DIRECTION: Extract every line of the entries below verbatim, omitting the pictures.

PROVIDED DATA:
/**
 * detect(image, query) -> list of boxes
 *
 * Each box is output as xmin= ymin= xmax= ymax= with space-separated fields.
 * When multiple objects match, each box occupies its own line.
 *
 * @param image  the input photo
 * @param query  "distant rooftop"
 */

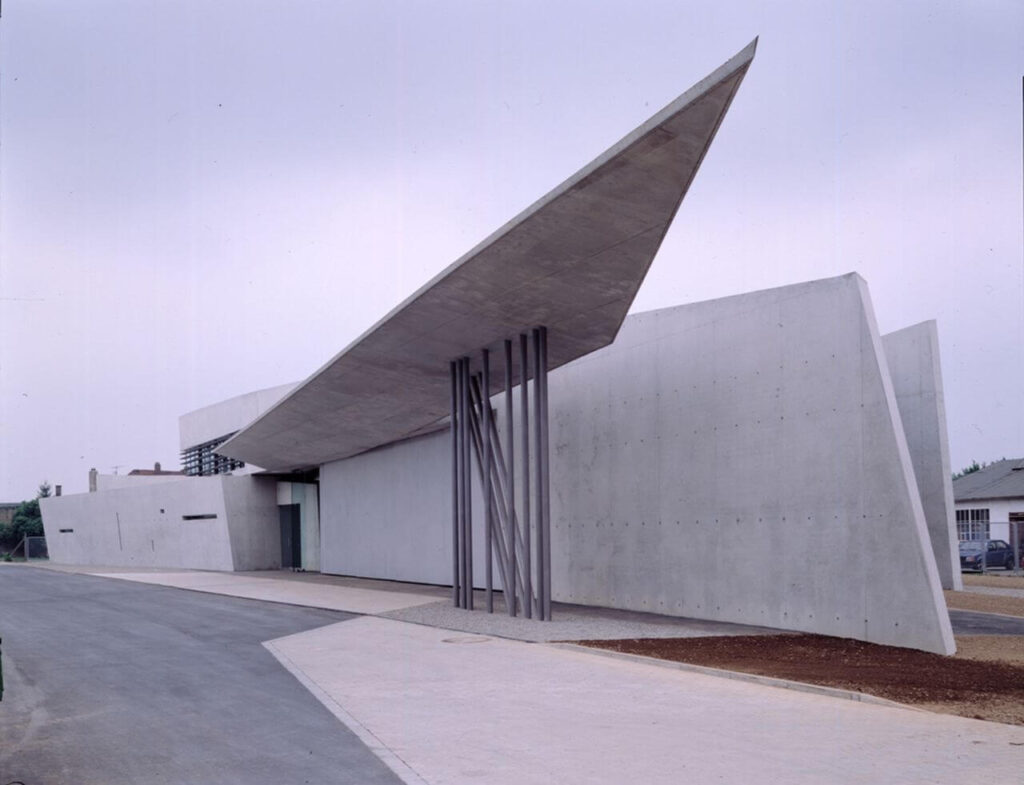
xmin=953 ymin=457 xmax=1024 ymax=501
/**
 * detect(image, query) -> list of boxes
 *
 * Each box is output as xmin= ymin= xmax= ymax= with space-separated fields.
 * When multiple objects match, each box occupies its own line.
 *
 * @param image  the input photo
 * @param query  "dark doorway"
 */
xmin=278 ymin=505 xmax=302 ymax=570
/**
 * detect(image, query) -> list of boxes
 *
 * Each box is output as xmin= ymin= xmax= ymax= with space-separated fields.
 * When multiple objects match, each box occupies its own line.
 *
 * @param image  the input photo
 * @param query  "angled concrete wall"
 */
xmin=551 ymin=275 xmax=953 ymax=653
xmin=40 ymin=476 xmax=281 ymax=570
xmin=321 ymin=275 xmax=953 ymax=653
xmin=882 ymin=321 xmax=964 ymax=591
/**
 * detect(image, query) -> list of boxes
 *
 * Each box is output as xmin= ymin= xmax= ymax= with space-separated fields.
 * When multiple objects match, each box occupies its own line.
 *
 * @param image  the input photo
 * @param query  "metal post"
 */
xmin=505 ymin=341 xmax=516 ymax=616
xmin=449 ymin=362 xmax=460 ymax=608
xmin=459 ymin=358 xmax=469 ymax=608
xmin=459 ymin=358 xmax=469 ymax=608
xmin=519 ymin=333 xmax=537 ymax=618
xmin=537 ymin=326 xmax=551 ymax=620
xmin=531 ymin=329 xmax=544 ymax=619
xmin=480 ymin=349 xmax=495 ymax=613
xmin=462 ymin=357 xmax=473 ymax=610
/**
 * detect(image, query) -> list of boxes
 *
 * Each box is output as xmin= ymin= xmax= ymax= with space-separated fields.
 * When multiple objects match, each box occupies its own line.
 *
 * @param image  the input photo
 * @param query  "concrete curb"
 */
xmin=263 ymin=634 xmax=428 ymax=785
xmin=546 ymin=643 xmax=925 ymax=711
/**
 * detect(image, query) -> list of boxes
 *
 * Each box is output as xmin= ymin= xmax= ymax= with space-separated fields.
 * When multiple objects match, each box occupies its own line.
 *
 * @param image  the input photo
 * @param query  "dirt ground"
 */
xmin=579 ymin=635 xmax=1024 ymax=726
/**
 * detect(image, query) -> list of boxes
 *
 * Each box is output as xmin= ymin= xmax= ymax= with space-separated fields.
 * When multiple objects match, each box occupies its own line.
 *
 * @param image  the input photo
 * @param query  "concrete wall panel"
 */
xmin=221 ymin=476 xmax=281 ymax=570
xmin=321 ymin=431 xmax=458 ymax=583
xmin=882 ymin=321 xmax=964 ymax=591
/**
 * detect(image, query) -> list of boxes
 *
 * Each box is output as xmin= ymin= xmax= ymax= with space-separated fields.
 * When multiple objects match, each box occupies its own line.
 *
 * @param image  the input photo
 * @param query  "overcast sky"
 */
xmin=0 ymin=0 xmax=1024 ymax=501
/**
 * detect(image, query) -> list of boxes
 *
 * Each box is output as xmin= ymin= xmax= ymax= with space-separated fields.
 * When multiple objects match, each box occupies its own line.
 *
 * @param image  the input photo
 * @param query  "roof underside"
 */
xmin=217 ymin=41 xmax=756 ymax=471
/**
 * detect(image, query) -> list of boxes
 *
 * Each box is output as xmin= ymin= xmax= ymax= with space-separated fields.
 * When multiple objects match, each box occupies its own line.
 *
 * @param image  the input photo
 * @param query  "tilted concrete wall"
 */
xmin=321 ymin=275 xmax=953 ymax=653
xmin=40 ymin=476 xmax=281 ymax=570
xmin=882 ymin=321 xmax=964 ymax=591
xmin=551 ymin=275 xmax=953 ymax=653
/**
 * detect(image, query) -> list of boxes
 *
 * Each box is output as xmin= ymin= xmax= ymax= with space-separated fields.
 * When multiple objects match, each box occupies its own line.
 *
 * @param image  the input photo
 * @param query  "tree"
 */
xmin=953 ymin=461 xmax=984 ymax=480
xmin=0 ymin=481 xmax=50 ymax=549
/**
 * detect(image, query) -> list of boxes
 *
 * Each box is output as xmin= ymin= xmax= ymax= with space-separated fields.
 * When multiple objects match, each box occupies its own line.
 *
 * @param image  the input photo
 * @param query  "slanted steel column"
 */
xmin=480 ymin=349 xmax=495 ymax=613
xmin=537 ymin=326 xmax=551 ymax=620
xmin=505 ymin=341 xmax=516 ymax=616
xmin=462 ymin=357 xmax=473 ymax=610
xmin=530 ymin=329 xmax=547 ymax=619
xmin=456 ymin=358 xmax=466 ymax=608
xmin=449 ymin=361 xmax=462 ymax=608
xmin=519 ymin=333 xmax=537 ymax=618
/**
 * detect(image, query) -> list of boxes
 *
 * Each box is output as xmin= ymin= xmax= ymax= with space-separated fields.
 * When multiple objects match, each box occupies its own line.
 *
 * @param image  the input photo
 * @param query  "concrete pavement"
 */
xmin=91 ymin=571 xmax=437 ymax=613
xmin=19 ymin=572 xmax=1024 ymax=785
xmin=0 ymin=565 xmax=397 ymax=785
xmin=267 ymin=617 xmax=1024 ymax=785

SOLUTION TO THIS EXERCISE:
/**
 * detect(image, query) -> list of boxes
 *
 * Each box is output as xmin= ymin= xmax= ymax= with space-separated fields.
 * When multiple objects match, each box occupies its own line.
 *
 * @param image  the input photo
 * @param query  "distant rooftop"
 */

xmin=953 ymin=457 xmax=1024 ymax=501
/**
 * detect(image, query) -> list of boxes
 *
 * Each box is output as xmin= ymin= xmax= ymax= with space-separated fields.
 * When multiple objects match, each box occupies its own line.
 *
 * @param image  the input photo
 * @param query  "dark doorway"
 */
xmin=278 ymin=505 xmax=302 ymax=570
/**
 * detect(image, query) -> list of boxes
 *
 * Each box is output as xmin= ymin= xmax= ymax= with space-separated fields.
 * When multiple objects match, each box occupies its own line.
 *
 * @param image  the input photo
 * @param query  "angled concrete wall"
 */
xmin=551 ymin=275 xmax=953 ymax=653
xmin=40 ymin=476 xmax=281 ymax=570
xmin=321 ymin=275 xmax=953 ymax=653
xmin=882 ymin=321 xmax=964 ymax=591
/**
 * detect(image, query) -> list of boxes
 *
 * Each box is output as xmin= ymin= xmax= ymax= with space-separated fields.
 * When multiple objects match, each box occupies its own line.
 *
 * @param image  the input photo
 * @param query  "metal post"
 */
xmin=505 ymin=341 xmax=516 ymax=616
xmin=449 ymin=362 xmax=460 ymax=608
xmin=459 ymin=358 xmax=469 ymax=608
xmin=459 ymin=358 xmax=469 ymax=608
xmin=519 ymin=333 xmax=537 ymax=618
xmin=537 ymin=326 xmax=551 ymax=620
xmin=531 ymin=329 xmax=544 ymax=619
xmin=480 ymin=349 xmax=495 ymax=613
xmin=462 ymin=357 xmax=473 ymax=610
/**
 * detect(image, query) -> list of boxes
 *
 * Each box is output as xmin= ymin= xmax= ymax= with space-separated fields.
 * When multiple objects match, each box occupies its own line.
 *
 * @param image  the input photo
 * @param query  "concrete curb"
 */
xmin=263 ymin=634 xmax=428 ymax=785
xmin=546 ymin=643 xmax=925 ymax=711
/**
 * detect(image, query) -> list of boxes
 *
 * Each box is output as xmin= ymin= xmax= ymax= with space-separated fields.
 * When multiple objects match, each box occupies its own line.
 *
 * @param image  the input photo
 * @param query  "dirt ground"
 */
xmin=579 ymin=635 xmax=1024 ymax=726
/**
 * detect(image, query) -> list of boxes
 *
 * Each box is output as xmin= ymin= xmax= ymax= with space-separated fields.
 * When multiple objects match, each box occupies its own line.
 *
 * @param image  the input photo
 * @param query  "concrete wall panel"
 */
xmin=221 ymin=476 xmax=281 ymax=570
xmin=321 ymin=431 xmax=458 ymax=583
xmin=882 ymin=321 xmax=964 ymax=591
/**
 * detect(image, query) -> list of boxes
 *
 * Each box is output as xmin= ymin= xmax= ymax= with space-separated fields.
 * When multiple objects match, each box occupies its own line.
 *
 * @param image  the input photo
 * @param query  "overcast sky"
 */
xmin=0 ymin=0 xmax=1024 ymax=501
/**
 * detect(image, query) -> list of boxes
 *
 * Each box is output as xmin= ymin= xmax= ymax= with space-separated fields.
 * When multiple objects match, each box occupies its own line.
 *
 * @param image  the input photo
 * @param query  "roof underside"
 */
xmin=217 ymin=41 xmax=756 ymax=471
/**
 * detect(image, query) -> list of boxes
 *
 * Each box is output as xmin= ymin= xmax= ymax= with space-separated fields.
 * When multiple objects match, each box occupies its own line.
 *
 * @param image  the input photo
 * @param query  "tilted concrete wall"
 */
xmin=321 ymin=275 xmax=953 ymax=653
xmin=40 ymin=476 xmax=281 ymax=570
xmin=882 ymin=321 xmax=964 ymax=591
xmin=551 ymin=275 xmax=953 ymax=653
/**
 * detect(image, query) -> list of boxes
 *
 * Each box is output as xmin= ymin= xmax= ymax= with space-separated fields.
 * When multiple objects match, each box occupies its own line.
 *
 * @param image  the input photo
 * @param query  "tree"
 */
xmin=953 ymin=461 xmax=984 ymax=480
xmin=0 ymin=481 xmax=50 ymax=549
/**
 * detect(image, query) -> list of boxes
 *
 * Each box is output as xmin= ymin= xmax= ymax= with space-separated fields.
 * When multiple objects match, each box occupies its own line.
 *
 * @param image  the input photo
 * @param query  "slanted steel column"
 */
xmin=480 ymin=349 xmax=495 ymax=613
xmin=537 ymin=326 xmax=551 ymax=620
xmin=505 ymin=341 xmax=516 ymax=616
xmin=462 ymin=357 xmax=473 ymax=610
xmin=530 ymin=329 xmax=547 ymax=619
xmin=456 ymin=358 xmax=466 ymax=608
xmin=449 ymin=361 xmax=462 ymax=608
xmin=519 ymin=333 xmax=537 ymax=618
/**
 * detect(image, query) -> list of boxes
 *
 * Each box is output as xmin= ymin= xmax= ymax= with space-separated fields.
 * When multiple objects match, each box occupies its own line.
 *
 * @param image  the input photo
 * @param query  "concrete pavement"
 */
xmin=91 ymin=571 xmax=437 ymax=613
xmin=19 ymin=572 xmax=1024 ymax=785
xmin=0 ymin=565 xmax=397 ymax=785
xmin=267 ymin=617 xmax=1024 ymax=785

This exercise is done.